**TEXT:**
◇ ◇ ◇

From the foregoing, the pulse scale may be also viewed as a pattern having weights raised by the regularity in the time sequence of tones. That is, the likelifood of tones reccuring at the corresponding points in successive measures is represented by raised weights in pulse scale.

AUTOMATIC COMPOSER OF CHORD INPUT TYPE

In the environment in which chord(s) for the motif is provided by the user, the means for distinguishing nonharmonic tones contained in the motif from harmonic tones and for classifying the nonharmonic tones into respective types can be made in simpler form than that previously described.

An embodiment of such means will now be described.

Extraction of Nonharmonic Tones

FIG. 103 illustrates a flowchart of extracting nonharmonic tones in the motif. The basic logic says that any note in the motif which is not any of the chord members is a nonharmonic tone: any note in the motif which agrees with a chord member is a harmonic tone.

More specifically, at 103-1 to 103-4, the sequence of pitches of motif data stored in the motif memory 106 (FIG. 37) is transferred to the {HDi} in the work memory 110. In the present example, each note in the motif is represented by a pair of pitch data and duration data: For a rest, the pitch data is assigned an unique value because rests do not involve the concept of pitch.

At 103-5 to 103-15, determination is made as to whether the i-th note in the array {HDi} is a harmonic or a nonharmonic tone. The result of the determination that the tone is a nonharmonic is recorded by writing a unique value (-20 in the Figure) into the corresponding HDi. J is a chord member number. For the purpose of description, the present embodiment considers those chords only which are formed of either four independent voices or three independent voices plus one which is an octave up or down from the one of the three independent voices. Correspondingly, the chord member memory 103 stores four data items of chord members. In the present flow, the pitch data of a chord member is indicated by KDj: the suffix j designates the jth lowest chord member.

As shown in 103-7, if the motif note of interest is a rest, the flow skips to the check of the next motif note because the rest is not a nonharmonic tone. The pitch name of the motif note and the pitch name of the chord member is computed at 103-8 and at 103-9, respectively for elimination of octave number. At 103-10, it is checked to see whether the pitch name of the motif note of interest matches the pitch name of the current chord member. If they match, the motif note is a harmonic tone and the flow goes to the check of the next motif note. If they mismatch, j is incremented at 103-12 and the process starting from 103-7 is repeated to compare the motif note with the next chord member. The occurrence of j.gtoreq.4 at 103-11 indicates that no chord members match the motif note of interest, thus meaning that motif note is a nonharmonic tone. Hence, the pitch data of the motif note HDi is replaced by an identification value of nonharmonic tone. No at 103-14 is the total number of motif notes. Hence when i.gtoreq.No is satisfied at 103-14, every motif note has been determined as to whether it is a nonharmonic tone, thus finishing the process of extracting nonharmonic tones.

◇ ◇ ◇

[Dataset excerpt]
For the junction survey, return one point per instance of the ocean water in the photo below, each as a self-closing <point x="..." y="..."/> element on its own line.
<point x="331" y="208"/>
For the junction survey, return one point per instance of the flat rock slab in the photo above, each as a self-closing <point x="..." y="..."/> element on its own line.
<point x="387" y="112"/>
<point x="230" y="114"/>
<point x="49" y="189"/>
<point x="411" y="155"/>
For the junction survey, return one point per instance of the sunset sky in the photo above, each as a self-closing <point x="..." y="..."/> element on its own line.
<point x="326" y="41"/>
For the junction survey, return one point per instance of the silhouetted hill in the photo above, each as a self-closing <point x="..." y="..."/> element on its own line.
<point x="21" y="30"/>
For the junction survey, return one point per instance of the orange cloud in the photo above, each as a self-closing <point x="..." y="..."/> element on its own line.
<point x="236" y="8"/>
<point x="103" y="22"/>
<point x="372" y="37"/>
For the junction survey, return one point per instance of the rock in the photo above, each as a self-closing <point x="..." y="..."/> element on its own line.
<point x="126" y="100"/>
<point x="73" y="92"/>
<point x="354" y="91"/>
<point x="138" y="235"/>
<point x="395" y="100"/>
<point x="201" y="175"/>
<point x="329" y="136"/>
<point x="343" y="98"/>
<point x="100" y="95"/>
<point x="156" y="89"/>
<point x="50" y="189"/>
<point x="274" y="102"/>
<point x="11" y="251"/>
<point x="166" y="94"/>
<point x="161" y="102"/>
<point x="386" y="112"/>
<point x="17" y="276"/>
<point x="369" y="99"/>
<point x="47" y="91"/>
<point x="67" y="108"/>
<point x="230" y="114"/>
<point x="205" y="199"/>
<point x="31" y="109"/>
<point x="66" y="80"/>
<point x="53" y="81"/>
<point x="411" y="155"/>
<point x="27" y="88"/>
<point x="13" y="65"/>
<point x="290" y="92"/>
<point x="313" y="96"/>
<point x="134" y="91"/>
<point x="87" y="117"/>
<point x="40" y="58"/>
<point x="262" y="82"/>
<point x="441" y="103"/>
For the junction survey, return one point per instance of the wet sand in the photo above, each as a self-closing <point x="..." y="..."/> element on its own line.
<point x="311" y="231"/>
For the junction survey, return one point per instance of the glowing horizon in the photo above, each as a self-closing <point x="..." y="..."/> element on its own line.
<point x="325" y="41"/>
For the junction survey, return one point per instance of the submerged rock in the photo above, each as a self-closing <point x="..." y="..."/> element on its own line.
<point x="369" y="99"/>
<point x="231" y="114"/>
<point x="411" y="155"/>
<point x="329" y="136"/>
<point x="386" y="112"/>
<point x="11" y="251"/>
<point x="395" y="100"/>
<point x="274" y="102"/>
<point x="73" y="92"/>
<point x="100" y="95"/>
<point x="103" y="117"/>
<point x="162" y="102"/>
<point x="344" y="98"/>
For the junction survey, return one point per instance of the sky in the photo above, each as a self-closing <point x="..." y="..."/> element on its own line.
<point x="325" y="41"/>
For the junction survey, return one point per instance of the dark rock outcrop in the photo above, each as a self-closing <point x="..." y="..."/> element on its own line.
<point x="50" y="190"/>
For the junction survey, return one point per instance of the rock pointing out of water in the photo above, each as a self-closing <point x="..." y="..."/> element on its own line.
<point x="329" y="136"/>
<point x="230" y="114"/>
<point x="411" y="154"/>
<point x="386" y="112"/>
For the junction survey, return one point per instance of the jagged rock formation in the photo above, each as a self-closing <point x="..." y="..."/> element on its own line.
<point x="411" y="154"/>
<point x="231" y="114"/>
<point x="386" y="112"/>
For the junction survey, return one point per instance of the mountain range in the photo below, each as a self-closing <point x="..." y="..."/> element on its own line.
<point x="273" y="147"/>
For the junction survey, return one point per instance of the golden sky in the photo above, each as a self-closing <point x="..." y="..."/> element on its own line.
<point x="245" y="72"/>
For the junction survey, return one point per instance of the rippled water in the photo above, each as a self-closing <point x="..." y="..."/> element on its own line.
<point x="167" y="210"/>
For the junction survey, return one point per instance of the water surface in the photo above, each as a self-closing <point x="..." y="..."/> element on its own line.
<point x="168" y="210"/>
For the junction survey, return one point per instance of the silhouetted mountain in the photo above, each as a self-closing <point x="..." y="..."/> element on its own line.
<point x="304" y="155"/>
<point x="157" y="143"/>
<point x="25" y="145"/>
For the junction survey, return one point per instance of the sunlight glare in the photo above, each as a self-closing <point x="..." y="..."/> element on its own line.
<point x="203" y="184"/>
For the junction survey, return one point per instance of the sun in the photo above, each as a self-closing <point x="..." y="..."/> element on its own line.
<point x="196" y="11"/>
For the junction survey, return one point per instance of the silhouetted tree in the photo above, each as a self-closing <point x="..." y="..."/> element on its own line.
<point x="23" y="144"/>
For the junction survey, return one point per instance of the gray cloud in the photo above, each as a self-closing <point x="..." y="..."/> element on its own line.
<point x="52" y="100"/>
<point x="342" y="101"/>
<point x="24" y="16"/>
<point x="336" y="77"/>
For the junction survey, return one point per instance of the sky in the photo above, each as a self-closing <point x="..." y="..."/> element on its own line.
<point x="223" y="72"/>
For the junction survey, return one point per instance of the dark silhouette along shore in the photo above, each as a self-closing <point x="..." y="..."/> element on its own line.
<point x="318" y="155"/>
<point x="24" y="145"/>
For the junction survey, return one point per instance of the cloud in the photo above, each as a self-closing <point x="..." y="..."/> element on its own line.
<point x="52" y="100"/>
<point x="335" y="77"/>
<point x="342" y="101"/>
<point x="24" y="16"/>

◇ ◇ ◇

**JOBS:**
(A) List every memory named in the text on nonharmonic tones, with its reference number.
(B) Pull out each line of the entries that contains the string "dark", matching case.

**PER-TASK ANSWERS:**
(A)
- motif memory 106
- work memory 110
- chord member memory 103

(B)
For the junction survey, return one point per instance of the dark rock outcrop in the photo above, each as a self-closing <point x="..." y="..."/> element on its own line.
For the junction survey, return one point per instance of the dark silhouette along shore in the photo above, each as a self-closing <point x="..." y="..."/> element on its own line.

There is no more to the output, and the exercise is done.